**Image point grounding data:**
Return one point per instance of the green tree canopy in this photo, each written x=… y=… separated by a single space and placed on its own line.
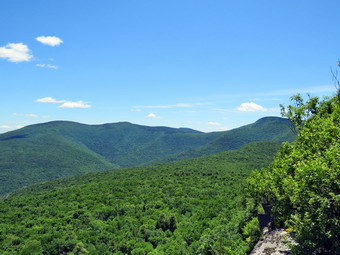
x=302 y=184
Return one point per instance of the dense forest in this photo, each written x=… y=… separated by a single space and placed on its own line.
x=205 y=205
x=58 y=149
x=303 y=183
x=195 y=206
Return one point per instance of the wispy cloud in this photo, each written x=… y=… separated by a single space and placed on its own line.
x=78 y=104
x=15 y=52
x=10 y=127
x=49 y=40
x=152 y=115
x=26 y=115
x=64 y=103
x=167 y=106
x=50 y=100
x=252 y=107
x=211 y=123
x=47 y=66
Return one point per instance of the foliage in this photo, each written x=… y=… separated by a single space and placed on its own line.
x=303 y=182
x=187 y=207
x=58 y=149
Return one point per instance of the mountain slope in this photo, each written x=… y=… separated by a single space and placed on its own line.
x=266 y=129
x=60 y=148
x=30 y=157
x=186 y=207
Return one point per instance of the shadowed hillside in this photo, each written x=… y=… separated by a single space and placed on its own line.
x=57 y=149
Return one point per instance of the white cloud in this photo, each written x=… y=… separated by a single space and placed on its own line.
x=213 y=123
x=152 y=115
x=64 y=103
x=78 y=104
x=49 y=40
x=15 y=52
x=26 y=115
x=167 y=106
x=251 y=107
x=47 y=66
x=50 y=100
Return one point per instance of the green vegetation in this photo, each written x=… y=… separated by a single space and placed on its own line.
x=195 y=206
x=303 y=183
x=265 y=129
x=58 y=149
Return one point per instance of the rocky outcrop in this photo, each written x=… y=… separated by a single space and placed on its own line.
x=275 y=242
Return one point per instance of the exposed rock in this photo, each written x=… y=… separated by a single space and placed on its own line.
x=273 y=242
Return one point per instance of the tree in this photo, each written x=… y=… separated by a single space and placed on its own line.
x=303 y=184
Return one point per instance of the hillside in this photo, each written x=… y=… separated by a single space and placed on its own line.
x=195 y=206
x=57 y=149
x=266 y=129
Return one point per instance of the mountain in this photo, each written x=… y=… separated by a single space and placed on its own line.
x=266 y=129
x=56 y=149
x=195 y=206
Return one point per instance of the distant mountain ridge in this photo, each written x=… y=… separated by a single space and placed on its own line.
x=56 y=149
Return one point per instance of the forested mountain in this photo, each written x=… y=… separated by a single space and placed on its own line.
x=303 y=183
x=57 y=149
x=195 y=206
x=265 y=129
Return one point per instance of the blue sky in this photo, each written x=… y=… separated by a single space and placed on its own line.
x=206 y=65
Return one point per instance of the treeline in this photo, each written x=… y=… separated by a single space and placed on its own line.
x=303 y=183
x=190 y=207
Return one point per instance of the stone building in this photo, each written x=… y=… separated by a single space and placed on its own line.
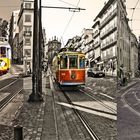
x=53 y=48
x=25 y=24
x=14 y=36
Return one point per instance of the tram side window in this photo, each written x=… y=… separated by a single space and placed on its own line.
x=2 y=52
x=63 y=62
x=81 y=63
x=73 y=62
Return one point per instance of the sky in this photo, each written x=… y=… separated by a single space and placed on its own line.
x=65 y=24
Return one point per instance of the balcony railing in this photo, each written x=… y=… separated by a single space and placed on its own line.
x=27 y=33
x=108 y=18
x=108 y=31
x=108 y=43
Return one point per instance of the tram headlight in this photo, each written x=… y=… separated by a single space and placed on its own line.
x=73 y=75
x=3 y=63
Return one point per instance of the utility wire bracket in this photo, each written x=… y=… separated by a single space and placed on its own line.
x=69 y=8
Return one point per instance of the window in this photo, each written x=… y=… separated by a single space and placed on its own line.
x=73 y=61
x=2 y=52
x=27 y=28
x=28 y=52
x=81 y=62
x=28 y=5
x=63 y=62
x=27 y=18
x=27 y=41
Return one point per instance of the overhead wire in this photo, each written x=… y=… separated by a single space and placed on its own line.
x=66 y=27
x=133 y=12
x=67 y=3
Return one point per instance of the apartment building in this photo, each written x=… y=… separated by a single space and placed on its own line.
x=83 y=43
x=105 y=37
x=134 y=64
x=25 y=24
x=96 y=61
x=53 y=46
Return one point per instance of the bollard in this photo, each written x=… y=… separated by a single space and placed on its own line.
x=18 y=135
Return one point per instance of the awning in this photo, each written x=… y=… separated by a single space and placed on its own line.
x=99 y=63
x=93 y=59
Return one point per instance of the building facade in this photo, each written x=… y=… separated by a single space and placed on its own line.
x=14 y=36
x=25 y=24
x=105 y=38
x=53 y=48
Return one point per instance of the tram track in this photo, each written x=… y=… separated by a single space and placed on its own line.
x=7 y=82
x=9 y=92
x=113 y=111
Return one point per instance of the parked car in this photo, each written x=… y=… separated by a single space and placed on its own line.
x=95 y=72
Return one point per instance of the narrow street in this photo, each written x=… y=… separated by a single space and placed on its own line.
x=129 y=114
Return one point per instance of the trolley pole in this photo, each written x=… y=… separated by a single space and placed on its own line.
x=40 y=48
x=36 y=95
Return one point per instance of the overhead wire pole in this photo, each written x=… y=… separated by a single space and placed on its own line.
x=35 y=96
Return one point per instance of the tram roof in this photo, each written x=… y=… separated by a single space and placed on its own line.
x=4 y=44
x=71 y=52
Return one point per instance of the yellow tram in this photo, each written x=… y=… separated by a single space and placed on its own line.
x=69 y=68
x=5 y=57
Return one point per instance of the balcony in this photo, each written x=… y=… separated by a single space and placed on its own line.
x=27 y=33
x=108 y=18
x=96 y=33
x=96 y=44
x=109 y=43
x=88 y=49
x=108 y=31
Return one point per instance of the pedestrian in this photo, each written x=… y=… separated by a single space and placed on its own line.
x=28 y=69
x=122 y=75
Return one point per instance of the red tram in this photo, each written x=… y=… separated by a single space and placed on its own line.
x=69 y=68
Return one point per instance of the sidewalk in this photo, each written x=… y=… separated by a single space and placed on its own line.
x=31 y=116
x=131 y=83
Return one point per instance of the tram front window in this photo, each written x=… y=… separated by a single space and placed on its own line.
x=63 y=62
x=81 y=62
x=73 y=62
x=2 y=52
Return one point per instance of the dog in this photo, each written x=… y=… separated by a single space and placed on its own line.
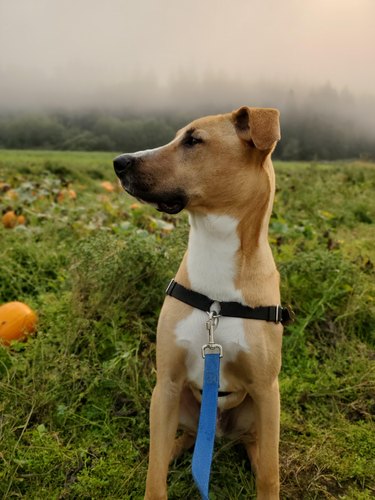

**PROBLEM TO SOLVE:** Output the records verbatim, every one of them, and keep the pictures out.

**TASK OUTPUT:**
Return one point per instance of the green tree canopy in this photo, each written x=… y=… separated by a single space and placed on its own line.
x=302 y=184
Return one point per instance of the dense forest in this photo, each written x=… y=… separated by a single space and placed on its own line.
x=205 y=205
x=58 y=149
x=303 y=183
x=195 y=206
Return one point per instance of the wispy cloud in this photo, each written x=… y=… separated by a single space and placed on its own line.
x=78 y=104
x=15 y=52
x=10 y=127
x=49 y=40
x=152 y=115
x=26 y=115
x=64 y=103
x=167 y=106
x=50 y=100
x=252 y=107
x=211 y=123
x=47 y=66
Return one point per instance of the foliage in this photo, each written x=… y=… separated by a single space and placed on its own line.
x=303 y=182
x=187 y=207
x=58 y=149
Return one point per instance of the mountain slope in this photo, each written x=… y=… separated by a single space and placed on its own line.
x=266 y=129
x=60 y=148
x=30 y=157
x=186 y=207
Return one point per instance of the shadowed hillside in this photo, each written x=… y=… separated by a single space and placed on its own line.
x=57 y=149
Return one point per instance of the white cloud in this photo, each written x=… y=… separated by a single space and placed on its own line.
x=213 y=123
x=152 y=115
x=64 y=103
x=78 y=104
x=49 y=40
x=15 y=52
x=26 y=115
x=167 y=106
x=251 y=107
x=47 y=66
x=50 y=100
Return one point per instance of the green vegetation in this photo, each written x=… y=… separated by a single space and placed on its own line.
x=195 y=206
x=303 y=183
x=265 y=129
x=58 y=149
Return one point per instance of the rocky outcrop in this photo, each written x=… y=… separated by a single space and placed on its own line.
x=275 y=242
Return one point per instance of the exposed rock in this photo, each written x=… y=… separated by a single space and placed on its own line.
x=273 y=242
Return one point per instance of the tree in this photo, each written x=… y=… separated by a single space and placed on its own line.
x=303 y=184
Return one point per instance of the hillside in this photo, each written x=… y=… separated by a single space and placed on its own line.
x=195 y=206
x=57 y=149
x=266 y=129
Return one point per instance of the mountain in this photo, each written x=… y=… separated by a single space and placed on its own line.
x=266 y=129
x=56 y=149
x=195 y=206
Return one point per instance of the distant mountain ridge in this photo, each written x=… y=… separated by a single space and placed on its own line.
x=56 y=149
Return one point per instance of the forested mountain in this photo, each written x=… y=… separated by a single space and placed on its own line.
x=303 y=183
x=57 y=149
x=195 y=206
x=265 y=129
Return one point per instance of the blue sky in this photo, each written x=… y=… separated by a single space and placed on its own line.
x=206 y=65
Return one point per instance of the treeline in this photo, each written x=… y=… separated by a single space and placed on its own line.
x=303 y=183
x=190 y=207
Return one point per instance of the stone building in this photo, each written x=… y=… separated by a single space and placed on its own line.
x=53 y=48
x=25 y=24
x=14 y=36
Return one point per instance of the tram side window in this photo, each written x=… y=… separated by a single space and placed on its own line.
x=2 y=52
x=63 y=62
x=81 y=63
x=73 y=62
Return one point per instance of the sky in this photo, each written x=… y=… separated by a single space and placed on its own line.
x=65 y=24
Return one point per instance of the balcony railing in this photo, each written x=… y=… separated by a single space and placed on its own line.
x=27 y=33
x=108 y=18
x=108 y=31
x=108 y=43
Return one point per instance of the tram headlight in this photo, each written x=… y=… separated by a single space and placed on its own line.
x=73 y=75
x=3 y=63
Return one point per instance of the utility wire bracket in this photo, each written x=… y=… separated by a single space and placed on its own line.
x=69 y=8
Return one point per instance of the window in this photo, each written x=… y=… separated by a single space and placed on its own line.
x=73 y=61
x=2 y=52
x=27 y=28
x=28 y=52
x=81 y=62
x=28 y=5
x=63 y=62
x=27 y=18
x=27 y=41
Return one point per instance of the overhead wire in this photo, each written x=… y=… separated by a single space and placed on its own line.
x=66 y=27
x=133 y=12
x=67 y=3
Return one point per instance of the apartment building in this photo, each written x=… y=… separated by a single space and placed on its own line.
x=83 y=43
x=105 y=37
x=134 y=64
x=25 y=24
x=96 y=61
x=53 y=46
Return one point per instance of the bollard in this photo, each written x=… y=… separated by a single space and placed on its own line.
x=18 y=135
Return one point per instance of the awning in this photo, each written x=… y=… separated by a single space and placed on its own line.
x=99 y=63
x=93 y=59
Return one point per instance of the building facade in this photo, each written x=… y=… separated by a single space and placed on its own line.
x=14 y=36
x=25 y=24
x=105 y=38
x=53 y=48
Return one point per instance of the tram track in this photo, each written x=… y=… separated by a single space and placed on its own line.
x=7 y=82
x=9 y=92
x=113 y=111
Return one point per instance of the parked car in this photo, each written x=… y=… separated by a single space and placed on its own line.
x=95 y=72
Return one point per instance of the narrow street in this photo, each written x=… y=… separated by a single space and placed on its own line.
x=129 y=114
Return one point per instance of the trolley pole in this photo, each written x=… y=… separated by a single space and placed on its own line.
x=40 y=48
x=36 y=95
Return one point per instance of the overhead wire pole in this photo, each written x=… y=… separated by a single space and placed on its own line.
x=35 y=96
Return one point per instance of the tram roof in this photo, each written x=… y=… separated by a single space and placed on its own line.
x=4 y=44
x=71 y=52
Return one point per instance of the yellow tram in this photo, each written x=… y=… separated by a single space and placed on its own line.
x=69 y=68
x=5 y=57
Return one point per instance of the balcony in this photo, each written x=… y=… separated by a single space and placed on its own line.
x=27 y=33
x=108 y=18
x=96 y=33
x=96 y=44
x=109 y=43
x=88 y=49
x=108 y=31
Return one point per instance of the pedestrian in this photo, each written x=… y=… separated by a single space and placed on its own line.
x=28 y=69
x=122 y=75
Return one point per instance of the red tram in this photo, each written x=… y=… separated by a single space and placed on its own line.
x=69 y=68
Return one point per instance of the sidewalk in this photo, each written x=… y=… separated by a single space and placed on its own line.
x=31 y=116
x=131 y=83
Return one point per instance of the tram front window in this photo, each written x=… y=… separated by a single space and placed on its own line.
x=63 y=62
x=81 y=62
x=73 y=62
x=2 y=52
Return one point per instance of the dog in this photo, each written x=… y=… separated by a single space and placed on its own line.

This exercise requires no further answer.